__IL TUO COMPITO__
Riprendi per favore il testo sull'obbligo di sanificare i capi provati nei negozi e proseguilo dopo la sua ultima frase.

__ESTRATTO DEL DOCUMENTO__
Fase due: Fismo Confesercenti, no ad obbligo di sanificazione dei vestiti

 “Già bruciato un quarto dei fatturati, basta ostacoli alla ripresa”

La ripartenza? Per le imprese è sempre più un percorso ad ostacoli. L’ultimo arriva dalla Sardegna, dove il Governatore ha imposto l’obbligo di sanificare i capi provati dai clienti. Un obbligo a sostegno del quale non si porta alcuna prova scientifica e che infatti non è stato mai previsto da disposizioni dell’amministrazione centrale. E che rischia di rovinare i prodotti e aumentare i costi per i consumatori e per le imprese. Così Fismo Confesercenti.

Sanificare un indumento vuol dire trasformare un capo nuovo in usato, probabilmente frutto della fantasia di solerti burocrati, vista l’assenza di studi medici che stabiliscano la trasmissibilità del virus attraverso gli indumenti. A lasciare ancora più allibiti è il fatto che l’obbligo si applichi solo ai negozi: il commercio online ne è totalmente escluso, nonostante moltissimi siti offrano ormai la possibilità di provare l’abito e, in caso, rispedirlo al mittente, e tutti siano obbligati a recepire le restituzioni di materiale come previsto dal diritto di recesso.

__DATI FORNITI__

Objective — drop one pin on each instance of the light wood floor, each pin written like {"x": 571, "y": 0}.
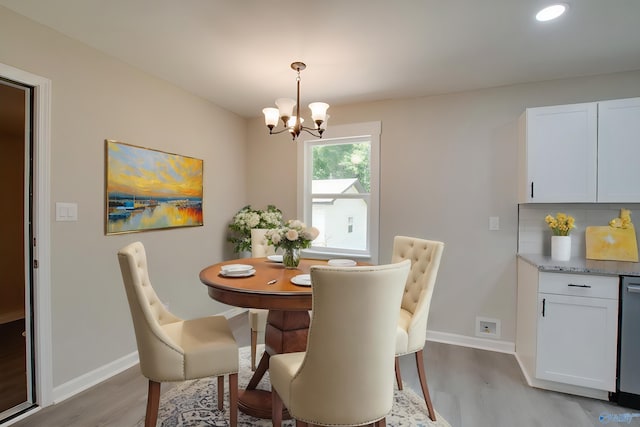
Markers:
{"x": 469, "y": 388}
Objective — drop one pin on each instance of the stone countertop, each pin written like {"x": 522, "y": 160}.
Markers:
{"x": 582, "y": 265}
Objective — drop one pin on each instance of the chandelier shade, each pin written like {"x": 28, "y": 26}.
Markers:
{"x": 291, "y": 119}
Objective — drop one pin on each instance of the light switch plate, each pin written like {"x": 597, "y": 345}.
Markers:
{"x": 494, "y": 223}
{"x": 66, "y": 211}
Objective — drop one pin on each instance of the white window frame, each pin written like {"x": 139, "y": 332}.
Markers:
{"x": 336, "y": 134}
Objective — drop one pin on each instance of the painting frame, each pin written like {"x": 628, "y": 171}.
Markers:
{"x": 148, "y": 189}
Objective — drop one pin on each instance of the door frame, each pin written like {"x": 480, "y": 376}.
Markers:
{"x": 41, "y": 282}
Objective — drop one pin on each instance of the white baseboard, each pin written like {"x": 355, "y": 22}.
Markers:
{"x": 103, "y": 373}
{"x": 83, "y": 382}
{"x": 474, "y": 342}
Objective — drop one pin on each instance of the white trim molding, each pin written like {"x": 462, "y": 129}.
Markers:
{"x": 473, "y": 342}
{"x": 42, "y": 225}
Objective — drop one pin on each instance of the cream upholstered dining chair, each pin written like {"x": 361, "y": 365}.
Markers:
{"x": 341, "y": 380}
{"x": 173, "y": 349}
{"x": 258, "y": 317}
{"x": 425, "y": 258}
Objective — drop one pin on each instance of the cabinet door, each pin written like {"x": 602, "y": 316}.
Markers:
{"x": 561, "y": 153}
{"x": 619, "y": 150}
{"x": 577, "y": 340}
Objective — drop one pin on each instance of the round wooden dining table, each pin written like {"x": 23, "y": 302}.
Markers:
{"x": 287, "y": 322}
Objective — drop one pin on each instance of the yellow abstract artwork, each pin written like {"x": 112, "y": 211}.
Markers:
{"x": 612, "y": 244}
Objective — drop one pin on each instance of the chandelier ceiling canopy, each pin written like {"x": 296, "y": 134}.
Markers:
{"x": 291, "y": 122}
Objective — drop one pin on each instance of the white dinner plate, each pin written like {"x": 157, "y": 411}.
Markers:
{"x": 342, "y": 262}
{"x": 301, "y": 280}
{"x": 243, "y": 273}
{"x": 236, "y": 268}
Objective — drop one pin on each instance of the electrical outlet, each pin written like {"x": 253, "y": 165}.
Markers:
{"x": 487, "y": 327}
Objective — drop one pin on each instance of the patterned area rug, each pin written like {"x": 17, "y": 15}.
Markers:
{"x": 193, "y": 404}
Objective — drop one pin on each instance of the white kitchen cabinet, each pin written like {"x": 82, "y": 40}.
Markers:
{"x": 558, "y": 154}
{"x": 567, "y": 324}
{"x": 619, "y": 150}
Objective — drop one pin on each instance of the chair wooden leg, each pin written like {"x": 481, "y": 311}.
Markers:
{"x": 398, "y": 376}
{"x": 233, "y": 400}
{"x": 423, "y": 384}
{"x": 220, "y": 392}
{"x": 153, "y": 403}
{"x": 276, "y": 408}
{"x": 254, "y": 345}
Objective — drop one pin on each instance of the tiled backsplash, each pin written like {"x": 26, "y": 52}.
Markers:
{"x": 534, "y": 236}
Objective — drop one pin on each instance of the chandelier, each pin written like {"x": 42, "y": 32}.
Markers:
{"x": 292, "y": 123}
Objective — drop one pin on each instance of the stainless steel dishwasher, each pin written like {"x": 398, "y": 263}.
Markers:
{"x": 628, "y": 386}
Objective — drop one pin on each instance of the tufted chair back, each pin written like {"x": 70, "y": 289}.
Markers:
{"x": 160, "y": 358}
{"x": 345, "y": 377}
{"x": 259, "y": 246}
{"x": 425, "y": 258}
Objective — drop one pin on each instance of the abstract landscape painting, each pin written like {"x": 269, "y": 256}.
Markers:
{"x": 149, "y": 189}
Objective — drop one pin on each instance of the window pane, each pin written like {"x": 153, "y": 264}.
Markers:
{"x": 342, "y": 223}
{"x": 342, "y": 161}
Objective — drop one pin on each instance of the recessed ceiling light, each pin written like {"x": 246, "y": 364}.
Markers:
{"x": 551, "y": 12}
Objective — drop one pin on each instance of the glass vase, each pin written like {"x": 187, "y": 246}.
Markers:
{"x": 291, "y": 257}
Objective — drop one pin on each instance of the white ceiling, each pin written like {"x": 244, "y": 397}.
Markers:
{"x": 237, "y": 53}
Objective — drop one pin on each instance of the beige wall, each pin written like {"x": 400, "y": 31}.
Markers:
{"x": 448, "y": 163}
{"x": 95, "y": 97}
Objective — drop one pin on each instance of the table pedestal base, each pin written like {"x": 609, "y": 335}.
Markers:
{"x": 286, "y": 332}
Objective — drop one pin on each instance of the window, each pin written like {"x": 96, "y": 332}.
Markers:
{"x": 339, "y": 185}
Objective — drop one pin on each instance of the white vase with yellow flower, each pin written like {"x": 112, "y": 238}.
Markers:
{"x": 561, "y": 226}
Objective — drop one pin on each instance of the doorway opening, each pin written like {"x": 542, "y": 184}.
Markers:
{"x": 16, "y": 315}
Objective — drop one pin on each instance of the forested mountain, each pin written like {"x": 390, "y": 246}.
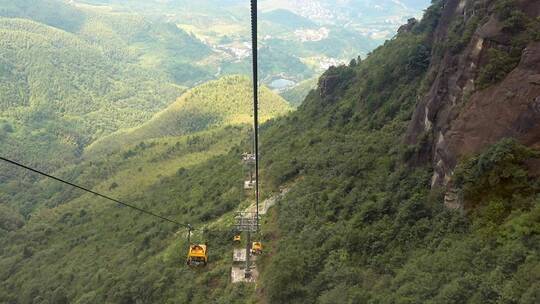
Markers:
{"x": 223, "y": 102}
{"x": 412, "y": 177}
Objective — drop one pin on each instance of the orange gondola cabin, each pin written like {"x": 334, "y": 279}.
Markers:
{"x": 197, "y": 255}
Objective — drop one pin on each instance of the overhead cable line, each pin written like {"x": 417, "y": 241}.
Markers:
{"x": 255, "y": 101}
{"x": 96, "y": 193}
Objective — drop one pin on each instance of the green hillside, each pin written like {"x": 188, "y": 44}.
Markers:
{"x": 59, "y": 92}
{"x": 297, "y": 94}
{"x": 227, "y": 101}
{"x": 360, "y": 223}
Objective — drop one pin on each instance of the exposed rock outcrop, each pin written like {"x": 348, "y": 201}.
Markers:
{"x": 458, "y": 117}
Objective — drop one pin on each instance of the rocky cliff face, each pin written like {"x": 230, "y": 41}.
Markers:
{"x": 459, "y": 115}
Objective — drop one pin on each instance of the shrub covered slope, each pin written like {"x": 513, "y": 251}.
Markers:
{"x": 360, "y": 224}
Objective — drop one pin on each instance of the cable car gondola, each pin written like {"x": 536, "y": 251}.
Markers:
{"x": 197, "y": 255}
{"x": 256, "y": 248}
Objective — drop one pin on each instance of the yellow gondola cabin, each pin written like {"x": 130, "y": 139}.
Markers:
{"x": 197, "y": 255}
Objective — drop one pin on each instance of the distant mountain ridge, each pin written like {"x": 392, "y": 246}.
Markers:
{"x": 218, "y": 103}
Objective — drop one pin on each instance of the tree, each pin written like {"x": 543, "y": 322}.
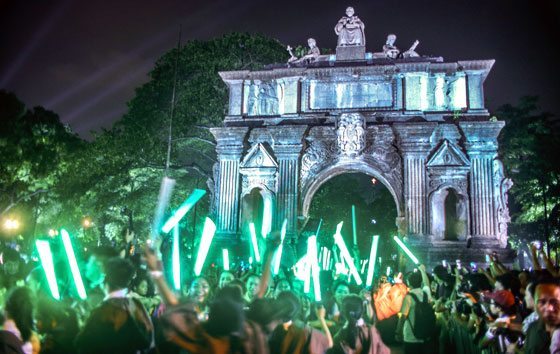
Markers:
{"x": 529, "y": 146}
{"x": 35, "y": 150}
{"x": 120, "y": 171}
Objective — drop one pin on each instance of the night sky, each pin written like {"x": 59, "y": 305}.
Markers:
{"x": 83, "y": 59}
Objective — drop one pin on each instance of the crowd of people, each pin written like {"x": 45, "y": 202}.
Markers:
{"x": 131, "y": 308}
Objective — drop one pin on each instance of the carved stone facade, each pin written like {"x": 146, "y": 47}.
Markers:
{"x": 418, "y": 126}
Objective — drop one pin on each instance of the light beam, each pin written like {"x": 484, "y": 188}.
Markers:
{"x": 183, "y": 210}
{"x": 254, "y": 242}
{"x": 176, "y": 259}
{"x": 372, "y": 260}
{"x": 45, "y": 254}
{"x": 345, "y": 254}
{"x": 73, "y": 264}
{"x": 406, "y": 250}
{"x": 205, "y": 241}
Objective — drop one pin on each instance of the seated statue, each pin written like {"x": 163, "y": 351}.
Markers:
{"x": 350, "y": 30}
{"x": 312, "y": 54}
{"x": 389, "y": 49}
{"x": 410, "y": 53}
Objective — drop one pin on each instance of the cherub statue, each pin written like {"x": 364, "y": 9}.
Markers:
{"x": 350, "y": 30}
{"x": 389, "y": 48}
{"x": 312, "y": 54}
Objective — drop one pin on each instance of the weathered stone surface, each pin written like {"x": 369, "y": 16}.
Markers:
{"x": 419, "y": 127}
{"x": 351, "y": 53}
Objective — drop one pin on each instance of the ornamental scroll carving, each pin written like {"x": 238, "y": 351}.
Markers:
{"x": 351, "y": 134}
{"x": 501, "y": 187}
{"x": 317, "y": 155}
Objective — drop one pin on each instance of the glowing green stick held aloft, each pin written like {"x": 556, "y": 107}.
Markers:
{"x": 45, "y": 254}
{"x": 354, "y": 232}
{"x": 176, "y": 259}
{"x": 165, "y": 191}
{"x": 372, "y": 260}
{"x": 345, "y": 254}
{"x": 406, "y": 250}
{"x": 278, "y": 256}
{"x": 225, "y": 255}
{"x": 205, "y": 241}
{"x": 312, "y": 254}
{"x": 267, "y": 217}
{"x": 254, "y": 242}
{"x": 183, "y": 210}
{"x": 73, "y": 264}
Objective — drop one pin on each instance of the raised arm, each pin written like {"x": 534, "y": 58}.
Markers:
{"x": 156, "y": 271}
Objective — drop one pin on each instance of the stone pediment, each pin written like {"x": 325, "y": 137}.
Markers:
{"x": 448, "y": 155}
{"x": 259, "y": 157}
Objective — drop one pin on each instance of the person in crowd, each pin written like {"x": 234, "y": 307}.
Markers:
{"x": 530, "y": 305}
{"x": 501, "y": 333}
{"x": 58, "y": 326}
{"x": 291, "y": 336}
{"x": 143, "y": 290}
{"x": 340, "y": 289}
{"x": 539, "y": 333}
{"x": 199, "y": 295}
{"x": 226, "y": 277}
{"x": 408, "y": 325}
{"x": 252, "y": 284}
{"x": 281, "y": 285}
{"x": 120, "y": 324}
{"x": 19, "y": 321}
{"x": 357, "y": 336}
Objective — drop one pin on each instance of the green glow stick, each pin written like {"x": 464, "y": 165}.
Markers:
{"x": 307, "y": 269}
{"x": 345, "y": 254}
{"x": 372, "y": 260}
{"x": 44, "y": 249}
{"x": 278, "y": 256}
{"x": 312, "y": 252}
{"x": 267, "y": 217}
{"x": 406, "y": 250}
{"x": 165, "y": 191}
{"x": 205, "y": 241}
{"x": 183, "y": 210}
{"x": 319, "y": 227}
{"x": 78, "y": 282}
{"x": 254, "y": 242}
{"x": 354, "y": 232}
{"x": 176, "y": 259}
{"x": 225, "y": 255}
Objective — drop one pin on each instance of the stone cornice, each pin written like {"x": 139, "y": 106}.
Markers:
{"x": 483, "y": 66}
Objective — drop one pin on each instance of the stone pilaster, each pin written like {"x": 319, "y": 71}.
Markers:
{"x": 414, "y": 143}
{"x": 288, "y": 143}
{"x": 481, "y": 144}
{"x": 230, "y": 145}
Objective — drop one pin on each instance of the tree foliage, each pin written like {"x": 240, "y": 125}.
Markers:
{"x": 35, "y": 151}
{"x": 121, "y": 170}
{"x": 529, "y": 146}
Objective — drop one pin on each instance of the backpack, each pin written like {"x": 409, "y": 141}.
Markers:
{"x": 424, "y": 326}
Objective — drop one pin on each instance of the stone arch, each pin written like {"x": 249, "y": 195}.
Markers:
{"x": 348, "y": 167}
{"x": 247, "y": 211}
{"x": 438, "y": 221}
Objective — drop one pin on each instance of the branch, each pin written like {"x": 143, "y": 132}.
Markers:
{"x": 14, "y": 203}
{"x": 196, "y": 138}
{"x": 198, "y": 169}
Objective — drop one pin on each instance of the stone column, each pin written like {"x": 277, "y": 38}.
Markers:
{"x": 414, "y": 144}
{"x": 230, "y": 145}
{"x": 481, "y": 143}
{"x": 288, "y": 143}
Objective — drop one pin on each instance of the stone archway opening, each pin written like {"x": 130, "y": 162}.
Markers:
{"x": 375, "y": 208}
{"x": 449, "y": 215}
{"x": 256, "y": 207}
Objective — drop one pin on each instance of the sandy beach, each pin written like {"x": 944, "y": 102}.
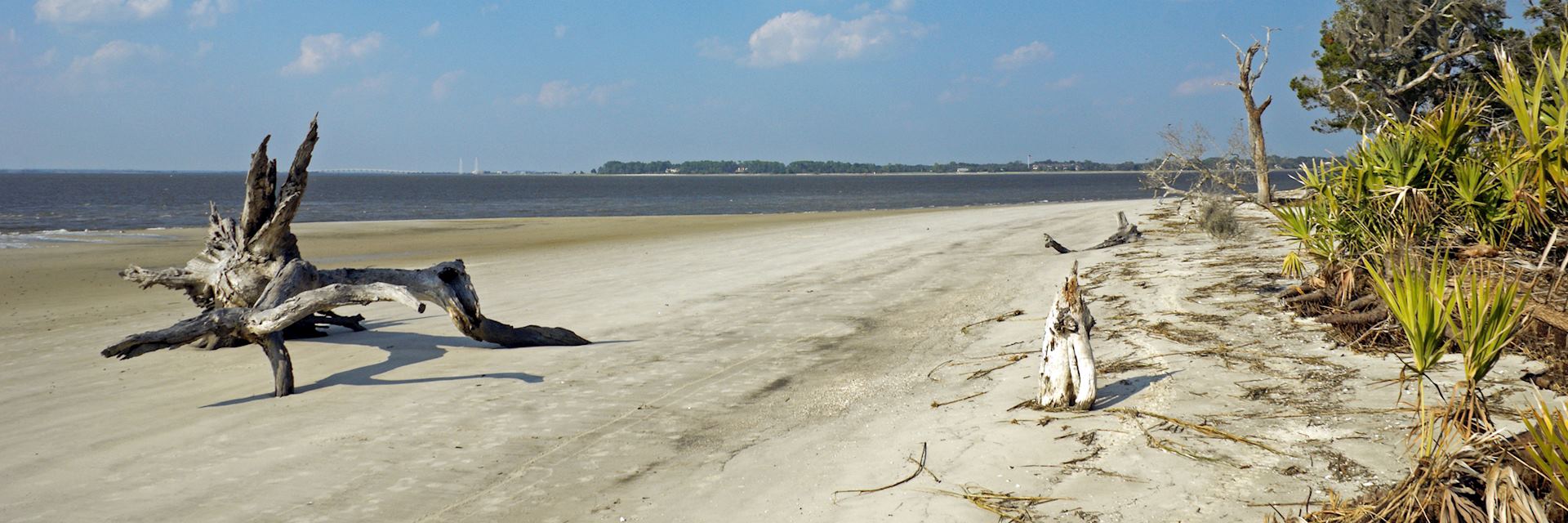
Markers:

__RISULTATO DEL COMPITO__
“La voglia di ripartire degli imprenditori è fortissima, ma si scontra con troppe complicazioni”, commenta Fabio Tinti, Presidente nazionale di Confesercenti. “La burocrazia dei protocolli vale ovviamente, solo per i negozi, già messi in pesante crisi dal lockdown. Dall’analisi condotta da Fismo sul retail italiano, il comparto è destinato a perdere in un anno fino al 25% del fatturato, mentre verosimilmente si ipotizza una crescita del 20% del mercato on-line, che penalizzerà ulteriormente i negozi fisici, costretti ad abbassare le saracinesche per sempre. Secondo le nostre stime, sono già a rischio di chiusura definitiva almeno 15mila negozi di moda. Bisogna eliminare gli ostacoli alla ripartenza, non aggiungerne altri. Servono norme centrali, e concordate, per garantire la riavvio dell’attività”.